Work request —
Set it all down exactly, every record and every line.

Stored entries

----

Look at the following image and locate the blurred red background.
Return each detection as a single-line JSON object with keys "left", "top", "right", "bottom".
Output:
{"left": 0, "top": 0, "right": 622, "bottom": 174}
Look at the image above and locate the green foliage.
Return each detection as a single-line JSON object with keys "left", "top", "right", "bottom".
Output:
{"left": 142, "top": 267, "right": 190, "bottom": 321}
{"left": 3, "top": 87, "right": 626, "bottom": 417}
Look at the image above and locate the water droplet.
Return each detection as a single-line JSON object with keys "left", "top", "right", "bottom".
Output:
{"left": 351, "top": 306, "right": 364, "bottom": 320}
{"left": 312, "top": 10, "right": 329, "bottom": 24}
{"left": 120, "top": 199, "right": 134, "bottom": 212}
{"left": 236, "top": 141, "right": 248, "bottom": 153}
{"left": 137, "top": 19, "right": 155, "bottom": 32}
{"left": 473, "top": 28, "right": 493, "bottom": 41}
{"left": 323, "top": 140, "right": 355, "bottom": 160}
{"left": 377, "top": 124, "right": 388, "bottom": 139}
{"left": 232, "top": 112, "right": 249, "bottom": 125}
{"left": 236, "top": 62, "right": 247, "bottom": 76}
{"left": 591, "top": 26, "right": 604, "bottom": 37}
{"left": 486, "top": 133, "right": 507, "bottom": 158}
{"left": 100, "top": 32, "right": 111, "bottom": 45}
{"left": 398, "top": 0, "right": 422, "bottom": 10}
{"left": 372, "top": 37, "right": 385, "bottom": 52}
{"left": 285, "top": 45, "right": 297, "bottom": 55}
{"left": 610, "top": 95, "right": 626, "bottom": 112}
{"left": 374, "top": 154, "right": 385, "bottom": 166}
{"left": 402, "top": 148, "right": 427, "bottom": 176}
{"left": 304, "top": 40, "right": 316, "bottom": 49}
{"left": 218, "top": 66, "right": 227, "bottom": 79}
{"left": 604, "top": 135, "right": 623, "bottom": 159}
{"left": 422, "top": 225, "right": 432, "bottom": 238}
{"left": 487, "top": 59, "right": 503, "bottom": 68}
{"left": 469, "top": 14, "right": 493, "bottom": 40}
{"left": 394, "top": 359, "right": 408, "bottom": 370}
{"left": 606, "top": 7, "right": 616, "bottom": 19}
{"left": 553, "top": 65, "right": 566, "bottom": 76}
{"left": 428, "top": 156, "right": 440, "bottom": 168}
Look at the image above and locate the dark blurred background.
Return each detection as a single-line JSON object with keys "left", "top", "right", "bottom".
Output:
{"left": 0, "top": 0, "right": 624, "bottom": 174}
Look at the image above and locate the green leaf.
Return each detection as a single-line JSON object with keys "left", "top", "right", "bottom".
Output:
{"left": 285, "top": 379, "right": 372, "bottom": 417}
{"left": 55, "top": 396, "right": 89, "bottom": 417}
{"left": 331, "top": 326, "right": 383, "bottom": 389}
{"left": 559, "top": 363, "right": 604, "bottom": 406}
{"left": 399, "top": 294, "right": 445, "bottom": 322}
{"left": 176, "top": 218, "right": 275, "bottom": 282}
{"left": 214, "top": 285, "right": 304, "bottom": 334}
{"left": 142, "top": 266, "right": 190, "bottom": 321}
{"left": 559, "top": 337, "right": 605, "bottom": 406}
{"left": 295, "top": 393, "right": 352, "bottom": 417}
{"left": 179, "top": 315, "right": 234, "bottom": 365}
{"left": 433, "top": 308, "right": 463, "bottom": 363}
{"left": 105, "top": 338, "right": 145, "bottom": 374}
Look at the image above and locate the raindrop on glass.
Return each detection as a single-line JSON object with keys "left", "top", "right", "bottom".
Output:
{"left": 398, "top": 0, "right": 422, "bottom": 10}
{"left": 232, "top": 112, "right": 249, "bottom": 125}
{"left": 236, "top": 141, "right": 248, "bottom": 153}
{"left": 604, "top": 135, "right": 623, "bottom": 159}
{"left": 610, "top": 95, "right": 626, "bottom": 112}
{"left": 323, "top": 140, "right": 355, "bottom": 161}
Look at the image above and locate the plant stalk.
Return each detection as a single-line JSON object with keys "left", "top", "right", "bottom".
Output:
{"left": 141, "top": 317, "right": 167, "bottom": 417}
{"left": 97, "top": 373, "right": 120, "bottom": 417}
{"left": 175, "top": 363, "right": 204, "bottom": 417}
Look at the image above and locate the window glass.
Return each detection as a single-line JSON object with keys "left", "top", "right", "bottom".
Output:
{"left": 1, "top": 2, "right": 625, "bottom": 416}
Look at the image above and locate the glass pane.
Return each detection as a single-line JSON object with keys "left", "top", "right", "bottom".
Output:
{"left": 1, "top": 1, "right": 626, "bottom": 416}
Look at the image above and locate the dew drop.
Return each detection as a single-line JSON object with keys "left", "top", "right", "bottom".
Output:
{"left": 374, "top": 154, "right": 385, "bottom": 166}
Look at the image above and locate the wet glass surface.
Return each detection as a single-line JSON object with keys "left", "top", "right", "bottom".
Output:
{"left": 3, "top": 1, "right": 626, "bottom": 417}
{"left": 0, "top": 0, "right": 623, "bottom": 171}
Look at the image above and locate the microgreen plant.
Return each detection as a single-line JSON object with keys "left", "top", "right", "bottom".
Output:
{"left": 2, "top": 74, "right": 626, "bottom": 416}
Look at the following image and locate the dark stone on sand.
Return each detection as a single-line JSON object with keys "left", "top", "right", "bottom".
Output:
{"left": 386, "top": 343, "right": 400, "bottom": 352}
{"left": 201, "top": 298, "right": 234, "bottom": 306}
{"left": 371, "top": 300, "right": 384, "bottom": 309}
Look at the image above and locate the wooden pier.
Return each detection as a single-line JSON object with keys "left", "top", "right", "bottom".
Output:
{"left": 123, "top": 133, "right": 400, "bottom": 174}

----

Response to the exercise —
Look at the following image and locate the blurred red background.
Return each detection as a single-line JSON object with keys "left", "top", "right", "bottom".
Output:
{"left": 0, "top": 0, "right": 622, "bottom": 174}
Look at the image above and locate the green foliage.
Return each detection as a single-line JSON object with keys "left", "top", "right", "bottom".
Output:
{"left": 142, "top": 267, "right": 190, "bottom": 321}
{"left": 3, "top": 87, "right": 626, "bottom": 417}
Look at the image above and locate the water droplet.
Return each detection as a single-line JSON object with keys "left", "top", "right", "bottom".
Output:
{"left": 351, "top": 306, "right": 364, "bottom": 320}
{"left": 312, "top": 10, "right": 329, "bottom": 24}
{"left": 120, "top": 199, "right": 134, "bottom": 212}
{"left": 236, "top": 141, "right": 248, "bottom": 153}
{"left": 137, "top": 19, "right": 155, "bottom": 32}
{"left": 473, "top": 28, "right": 493, "bottom": 41}
{"left": 323, "top": 140, "right": 355, "bottom": 160}
{"left": 377, "top": 124, "right": 388, "bottom": 139}
{"left": 232, "top": 112, "right": 249, "bottom": 125}
{"left": 236, "top": 62, "right": 247, "bottom": 76}
{"left": 591, "top": 26, "right": 604, "bottom": 37}
{"left": 486, "top": 133, "right": 507, "bottom": 158}
{"left": 100, "top": 32, "right": 111, "bottom": 45}
{"left": 398, "top": 0, "right": 422, "bottom": 10}
{"left": 372, "top": 37, "right": 385, "bottom": 52}
{"left": 285, "top": 45, "right": 297, "bottom": 55}
{"left": 610, "top": 95, "right": 626, "bottom": 112}
{"left": 374, "top": 154, "right": 385, "bottom": 166}
{"left": 402, "top": 148, "right": 427, "bottom": 176}
{"left": 304, "top": 40, "right": 316, "bottom": 49}
{"left": 218, "top": 66, "right": 227, "bottom": 79}
{"left": 604, "top": 135, "right": 623, "bottom": 159}
{"left": 422, "top": 225, "right": 432, "bottom": 238}
{"left": 487, "top": 59, "right": 503, "bottom": 68}
{"left": 469, "top": 14, "right": 493, "bottom": 40}
{"left": 394, "top": 359, "right": 408, "bottom": 370}
{"left": 606, "top": 7, "right": 616, "bottom": 19}
{"left": 553, "top": 65, "right": 566, "bottom": 76}
{"left": 428, "top": 156, "right": 440, "bottom": 168}
Look at the image above and locate the dark blurred background.
Return each detection as a single-line JSON object with keys "left", "top", "right", "bottom".
Output:
{"left": 0, "top": 0, "right": 624, "bottom": 174}
Look at the image above and locate the green leaf.
Return each detection as a single-line JSON object with keys "left", "top", "right", "bottom".
Output:
{"left": 285, "top": 379, "right": 372, "bottom": 417}
{"left": 55, "top": 396, "right": 89, "bottom": 417}
{"left": 331, "top": 326, "right": 383, "bottom": 389}
{"left": 559, "top": 363, "right": 604, "bottom": 406}
{"left": 399, "top": 294, "right": 445, "bottom": 322}
{"left": 176, "top": 218, "right": 275, "bottom": 282}
{"left": 214, "top": 285, "right": 304, "bottom": 334}
{"left": 142, "top": 266, "right": 190, "bottom": 321}
{"left": 559, "top": 337, "right": 605, "bottom": 406}
{"left": 295, "top": 393, "right": 352, "bottom": 417}
{"left": 179, "top": 315, "right": 234, "bottom": 365}
{"left": 433, "top": 308, "right": 463, "bottom": 363}
{"left": 105, "top": 338, "right": 145, "bottom": 374}
Look at the image above and locate the raindrop on glass.
Return each detection as a single-line JSON object with keys "left", "top", "right", "bottom".
Output:
{"left": 398, "top": 0, "right": 422, "bottom": 10}
{"left": 232, "top": 112, "right": 249, "bottom": 125}
{"left": 236, "top": 141, "right": 248, "bottom": 153}
{"left": 604, "top": 135, "right": 623, "bottom": 159}
{"left": 610, "top": 95, "right": 626, "bottom": 112}
{"left": 323, "top": 140, "right": 355, "bottom": 161}
Look at the image above and locate the plant stalk.
Return each detection as a single-line JSON object with keys "left", "top", "right", "bottom".
Output:
{"left": 141, "top": 317, "right": 167, "bottom": 417}
{"left": 97, "top": 373, "right": 120, "bottom": 417}
{"left": 175, "top": 363, "right": 204, "bottom": 417}
Look at the image above and locate the window glass.
Return each detection as a single-line JSON object with keys "left", "top", "right", "bottom".
Output:
{"left": 1, "top": 2, "right": 625, "bottom": 416}
Look at the image above and locate the glass pane.
Return each detection as a single-line JSON object with keys "left", "top", "right", "bottom".
Output:
{"left": 1, "top": 1, "right": 626, "bottom": 416}
Look at the image above and locate the dew drop.
Return each detection as a single-line JSON object with keys "left", "top", "right", "bottom".
Output:
{"left": 374, "top": 154, "right": 385, "bottom": 166}
Look at the image above and locate the wet glass surface.
Return each detection as a single-line JSON object with keys "left", "top", "right", "bottom".
Output:
{"left": 3, "top": 1, "right": 626, "bottom": 417}
{"left": 0, "top": 0, "right": 623, "bottom": 171}
Look at the image above and locate the microgreen plant.
Return each detection as a single-line JSON object with keys "left", "top", "right", "bottom".
Output:
{"left": 2, "top": 74, "right": 626, "bottom": 416}
Look at the following image and locate the dark stone on sand.
Return each detection as a single-line JSON object with keys "left", "top", "right", "bottom".
Output:
{"left": 386, "top": 343, "right": 400, "bottom": 352}
{"left": 201, "top": 298, "right": 234, "bottom": 306}
{"left": 371, "top": 300, "right": 384, "bottom": 309}
Look at the image above and locate the wooden pier.
Return each detection as a single-line JSON object with keys "left", "top", "right", "bottom".
Output:
{"left": 123, "top": 133, "right": 400, "bottom": 174}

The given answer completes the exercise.